_Set problem_.
Below are records; reproduce exactly the lines from the one containing "Where can the exposed" through the end, both included, and only those.

(Point annotation dataset records)
## Start
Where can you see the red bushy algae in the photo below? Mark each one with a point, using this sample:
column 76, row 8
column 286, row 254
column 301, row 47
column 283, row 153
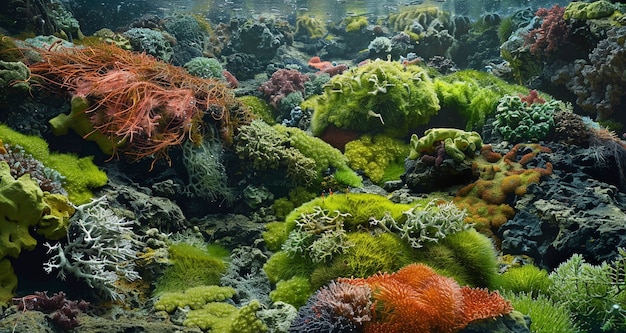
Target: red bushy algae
column 143, row 105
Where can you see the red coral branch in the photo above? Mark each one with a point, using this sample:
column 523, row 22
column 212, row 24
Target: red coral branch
column 552, row 33
column 417, row 299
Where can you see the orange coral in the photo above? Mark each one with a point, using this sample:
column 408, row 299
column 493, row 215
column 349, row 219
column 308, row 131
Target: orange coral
column 417, row 299
column 144, row 106
column 499, row 176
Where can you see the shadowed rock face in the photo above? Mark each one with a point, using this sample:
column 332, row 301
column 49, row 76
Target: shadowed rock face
column 570, row 213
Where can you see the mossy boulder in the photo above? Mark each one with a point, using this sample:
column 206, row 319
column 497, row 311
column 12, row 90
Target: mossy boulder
column 380, row 96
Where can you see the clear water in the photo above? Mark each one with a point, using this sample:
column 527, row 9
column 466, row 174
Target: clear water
column 116, row 13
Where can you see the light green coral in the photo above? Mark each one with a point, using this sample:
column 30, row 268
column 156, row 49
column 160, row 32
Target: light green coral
column 303, row 156
column 473, row 95
column 595, row 294
column 246, row 320
column 373, row 154
column 518, row 122
column 318, row 235
column 206, row 171
column 294, row 291
column 212, row 317
column 528, row 279
column 380, row 96
column 204, row 67
column 14, row 75
column 355, row 23
column 81, row 174
column 458, row 144
column 310, row 27
column 8, row 282
column 191, row 266
column 21, row 209
column 79, row 122
column 411, row 16
column 580, row 10
column 258, row 107
column 226, row 318
column 194, row 298
column 546, row 315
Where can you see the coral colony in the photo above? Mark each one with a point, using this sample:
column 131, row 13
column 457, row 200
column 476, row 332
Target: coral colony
column 452, row 167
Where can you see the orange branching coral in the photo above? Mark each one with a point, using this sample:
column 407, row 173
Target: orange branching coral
column 144, row 106
column 481, row 304
column 486, row 200
column 417, row 299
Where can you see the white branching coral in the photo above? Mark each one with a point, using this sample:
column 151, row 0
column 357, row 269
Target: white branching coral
column 101, row 249
column 430, row 223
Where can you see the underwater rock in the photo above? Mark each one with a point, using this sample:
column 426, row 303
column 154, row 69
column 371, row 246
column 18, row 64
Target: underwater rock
column 570, row 213
column 231, row 230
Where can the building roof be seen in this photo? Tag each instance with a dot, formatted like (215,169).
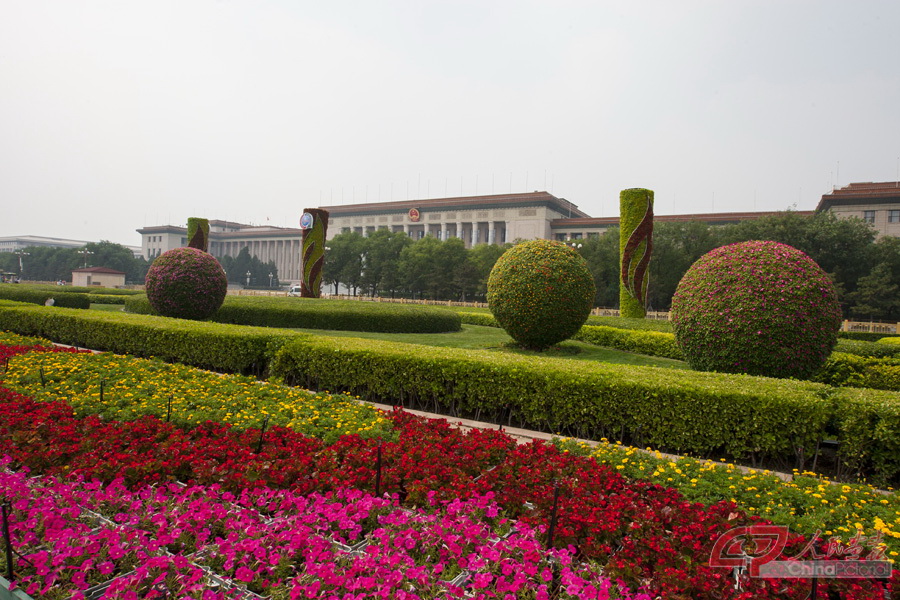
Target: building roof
(711,218)
(886,192)
(98,270)
(560,205)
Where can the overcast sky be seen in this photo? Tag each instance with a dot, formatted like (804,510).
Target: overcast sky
(121,114)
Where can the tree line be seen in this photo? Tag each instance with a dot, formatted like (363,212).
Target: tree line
(866,272)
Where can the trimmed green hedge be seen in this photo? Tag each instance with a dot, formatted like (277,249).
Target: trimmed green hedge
(83,289)
(107,299)
(33,295)
(706,414)
(318,313)
(850,370)
(864,336)
(651,343)
(873,349)
(207,345)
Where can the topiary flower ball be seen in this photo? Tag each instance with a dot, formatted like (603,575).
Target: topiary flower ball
(541,292)
(186,283)
(761,308)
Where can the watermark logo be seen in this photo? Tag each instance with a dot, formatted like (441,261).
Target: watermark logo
(758,550)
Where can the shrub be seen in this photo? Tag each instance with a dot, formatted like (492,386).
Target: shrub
(541,293)
(320,313)
(186,283)
(35,295)
(761,308)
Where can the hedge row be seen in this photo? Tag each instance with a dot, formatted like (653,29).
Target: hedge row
(107,299)
(849,370)
(652,343)
(207,345)
(864,336)
(706,414)
(84,289)
(316,313)
(34,295)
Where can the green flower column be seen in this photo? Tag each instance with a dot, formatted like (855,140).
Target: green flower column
(315,227)
(198,233)
(635,248)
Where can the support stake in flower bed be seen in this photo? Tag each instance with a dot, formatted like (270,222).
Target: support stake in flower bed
(378,470)
(552,529)
(7,540)
(262,432)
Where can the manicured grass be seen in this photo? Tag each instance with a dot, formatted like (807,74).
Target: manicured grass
(476,337)
(108,307)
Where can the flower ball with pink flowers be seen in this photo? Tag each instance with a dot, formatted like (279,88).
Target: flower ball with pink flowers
(761,308)
(186,283)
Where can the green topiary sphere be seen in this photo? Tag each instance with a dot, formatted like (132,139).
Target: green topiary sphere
(541,292)
(761,308)
(186,283)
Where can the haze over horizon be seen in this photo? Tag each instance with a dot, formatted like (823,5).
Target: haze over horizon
(119,115)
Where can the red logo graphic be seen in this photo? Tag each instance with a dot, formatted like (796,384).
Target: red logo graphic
(749,546)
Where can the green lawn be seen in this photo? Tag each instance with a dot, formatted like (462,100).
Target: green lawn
(493,339)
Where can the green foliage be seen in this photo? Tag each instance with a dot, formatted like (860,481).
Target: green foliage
(635,250)
(34,295)
(228,348)
(186,283)
(540,292)
(629,323)
(761,308)
(319,313)
(864,348)
(651,343)
(876,295)
(729,415)
(850,370)
(861,336)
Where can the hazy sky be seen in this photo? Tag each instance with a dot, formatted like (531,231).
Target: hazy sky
(120,114)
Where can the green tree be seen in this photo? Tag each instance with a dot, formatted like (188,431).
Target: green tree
(344,261)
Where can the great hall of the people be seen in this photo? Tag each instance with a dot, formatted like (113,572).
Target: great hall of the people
(486,219)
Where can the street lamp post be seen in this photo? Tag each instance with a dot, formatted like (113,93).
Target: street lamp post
(20,254)
(86,253)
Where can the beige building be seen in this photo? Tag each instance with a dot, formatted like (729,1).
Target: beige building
(875,203)
(280,245)
(98,276)
(494,219)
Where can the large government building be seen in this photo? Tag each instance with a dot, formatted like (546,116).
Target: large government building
(486,219)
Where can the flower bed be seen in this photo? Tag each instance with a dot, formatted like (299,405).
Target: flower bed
(73,535)
(641,533)
(126,388)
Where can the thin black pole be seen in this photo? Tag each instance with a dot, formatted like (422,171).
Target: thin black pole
(552,529)
(378,470)
(8,542)
(262,432)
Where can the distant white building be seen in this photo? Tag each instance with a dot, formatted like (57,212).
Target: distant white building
(17,243)
(98,276)
(875,203)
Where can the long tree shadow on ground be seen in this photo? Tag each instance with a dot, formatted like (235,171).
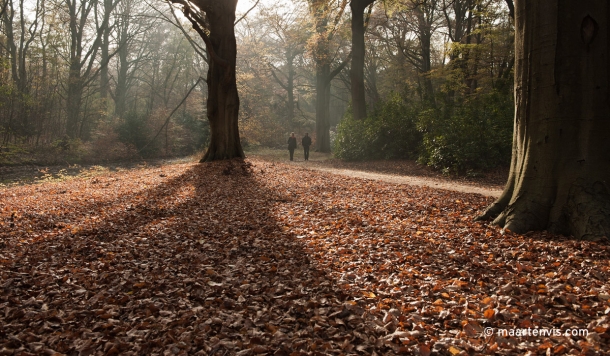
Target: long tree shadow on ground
(268,259)
(199,265)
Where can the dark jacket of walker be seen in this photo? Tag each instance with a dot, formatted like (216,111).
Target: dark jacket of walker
(306,141)
(292,143)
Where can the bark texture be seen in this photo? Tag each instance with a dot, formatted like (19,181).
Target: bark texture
(560,170)
(215,24)
(358,52)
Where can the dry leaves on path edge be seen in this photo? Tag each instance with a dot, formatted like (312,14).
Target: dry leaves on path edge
(267,258)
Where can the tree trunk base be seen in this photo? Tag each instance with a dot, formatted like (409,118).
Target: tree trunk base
(584,214)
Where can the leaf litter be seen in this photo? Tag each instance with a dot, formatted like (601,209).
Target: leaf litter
(256,257)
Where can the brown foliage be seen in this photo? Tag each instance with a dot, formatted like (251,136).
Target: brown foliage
(262,258)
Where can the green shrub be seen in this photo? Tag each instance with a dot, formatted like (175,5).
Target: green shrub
(390,132)
(475,134)
(136,131)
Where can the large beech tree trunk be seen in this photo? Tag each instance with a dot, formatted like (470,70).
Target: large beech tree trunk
(560,171)
(223,99)
(215,24)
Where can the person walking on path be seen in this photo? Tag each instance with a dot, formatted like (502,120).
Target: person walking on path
(292,144)
(306,142)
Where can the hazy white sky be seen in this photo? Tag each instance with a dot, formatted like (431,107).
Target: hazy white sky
(245,5)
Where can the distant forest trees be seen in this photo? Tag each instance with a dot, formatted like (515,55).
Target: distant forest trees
(97,79)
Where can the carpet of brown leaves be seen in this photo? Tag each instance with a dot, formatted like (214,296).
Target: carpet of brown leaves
(268,258)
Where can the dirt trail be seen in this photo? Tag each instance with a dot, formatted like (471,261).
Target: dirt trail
(411,180)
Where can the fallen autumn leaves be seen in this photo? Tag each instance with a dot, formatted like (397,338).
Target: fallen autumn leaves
(263,258)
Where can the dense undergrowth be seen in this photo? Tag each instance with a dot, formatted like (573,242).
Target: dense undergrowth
(466,134)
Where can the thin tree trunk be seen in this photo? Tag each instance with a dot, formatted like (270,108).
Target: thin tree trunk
(358,52)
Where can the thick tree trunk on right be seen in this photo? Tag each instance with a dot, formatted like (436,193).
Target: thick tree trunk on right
(560,170)
(223,98)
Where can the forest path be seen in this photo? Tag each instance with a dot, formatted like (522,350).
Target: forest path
(413,180)
(393,171)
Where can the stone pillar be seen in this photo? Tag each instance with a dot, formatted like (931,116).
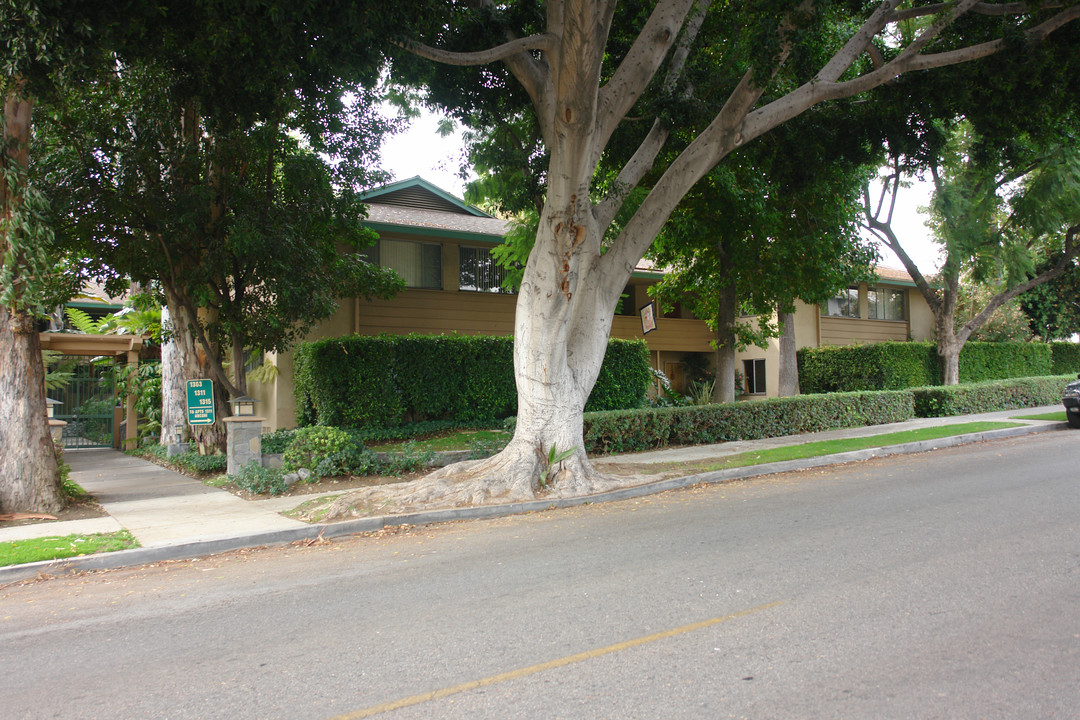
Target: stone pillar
(243,442)
(56,429)
(131,434)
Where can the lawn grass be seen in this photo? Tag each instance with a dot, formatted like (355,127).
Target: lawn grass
(1051,417)
(55,547)
(849,445)
(461,439)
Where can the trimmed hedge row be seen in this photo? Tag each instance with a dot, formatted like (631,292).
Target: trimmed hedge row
(879,366)
(1066,358)
(899,365)
(382,381)
(943,401)
(623,431)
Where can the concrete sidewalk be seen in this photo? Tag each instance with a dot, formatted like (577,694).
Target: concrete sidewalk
(174,516)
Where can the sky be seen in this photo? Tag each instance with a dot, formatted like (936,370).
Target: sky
(421,151)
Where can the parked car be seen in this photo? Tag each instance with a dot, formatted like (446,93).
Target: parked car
(1071,402)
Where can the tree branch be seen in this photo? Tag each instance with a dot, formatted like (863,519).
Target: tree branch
(645,57)
(885,232)
(1001,298)
(542,42)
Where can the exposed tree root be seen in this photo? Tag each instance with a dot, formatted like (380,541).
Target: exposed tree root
(517,474)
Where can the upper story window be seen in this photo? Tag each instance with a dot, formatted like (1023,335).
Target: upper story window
(886,303)
(420,265)
(478,272)
(845,304)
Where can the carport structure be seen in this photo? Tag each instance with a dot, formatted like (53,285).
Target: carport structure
(108,345)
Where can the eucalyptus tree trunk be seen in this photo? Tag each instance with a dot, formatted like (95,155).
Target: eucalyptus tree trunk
(724,390)
(29,476)
(173,395)
(787,384)
(193,365)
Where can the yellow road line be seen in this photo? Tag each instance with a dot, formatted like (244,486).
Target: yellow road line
(532,669)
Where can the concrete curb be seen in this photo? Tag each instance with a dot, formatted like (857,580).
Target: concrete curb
(228,543)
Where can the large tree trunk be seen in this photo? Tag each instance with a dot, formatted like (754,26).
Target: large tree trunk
(173,396)
(948,349)
(724,390)
(193,366)
(788,382)
(29,477)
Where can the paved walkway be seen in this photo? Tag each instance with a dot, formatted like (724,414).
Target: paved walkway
(173,515)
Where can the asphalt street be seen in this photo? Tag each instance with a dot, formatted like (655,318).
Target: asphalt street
(936,585)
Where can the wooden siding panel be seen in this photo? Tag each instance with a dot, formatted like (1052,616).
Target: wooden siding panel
(434,312)
(850,330)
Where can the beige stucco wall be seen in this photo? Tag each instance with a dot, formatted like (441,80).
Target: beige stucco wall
(921,318)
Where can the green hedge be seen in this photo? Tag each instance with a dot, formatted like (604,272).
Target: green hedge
(943,401)
(1000,361)
(386,380)
(879,366)
(1066,358)
(899,365)
(622,431)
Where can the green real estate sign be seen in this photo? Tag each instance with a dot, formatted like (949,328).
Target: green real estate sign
(200,402)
## End
_Response_.
Where can the exposed tree root be seen in this photo? Tag each instance with a dot, formatted like (380,541).
Target: exposed tree root
(517,474)
Where can the upper story window be seen in this photo? Tag each instance with a dot, formatted like (1023,335).
Target: upper story window
(886,303)
(420,265)
(478,272)
(845,304)
Where can the carport structure be seen in this photo? Tag each instance with a dot, formatted like (53,285).
Target: carport structure
(108,345)
Where can the eucalyptus tree trunk be seen in this photo? Tag each instance with a dot, formatted like (95,155).
Target: eucalyptus tree trunk
(724,390)
(29,476)
(173,395)
(787,384)
(193,365)
Where can the yellow road line be seen in this photo? Tag each instance with a dot, formatted like (244,486).
Target: yellow road line
(532,669)
Where can the concrete curb be seen in this photo? Tag each instance with a dot, formatted like (857,580).
Target: concrete curb
(228,543)
Where can the large tree trunk be seen in this photo? Tag each instance with a dot, formatted like (754,26).
Target: large tree trunk
(173,396)
(948,349)
(724,390)
(193,366)
(788,382)
(29,477)
Where can the paved walkway be seen in this photo? Tag each instance with a dot, formatted like (724,414).
Target: paved walkway
(173,515)
Where can the asphalt street be seen in this photo? Tag each instance with a dot, formatted like (655,318).
Target: asphalt street
(936,585)
Where can the wooden siding panel be seen in this photo? Tag each instance with a dot, formatted like (1052,616).
Target: wooden siding panel
(434,312)
(850,330)
Where can the beige stucco wall be seen in this photo? Tag each instance with a dot, formatted like (441,80).
Target: beige stucco wall
(921,318)
Where can the green hedge be seen in this photo? Tag each instance with a dot, formatted like (604,272).
Target: green hedge
(943,401)
(1000,361)
(386,380)
(879,366)
(1066,358)
(899,365)
(622,431)
Where can the green real estate sign be seen in this photo? Tag each instance with a dot, formatted like (949,328).
Target: green real estate sign
(200,402)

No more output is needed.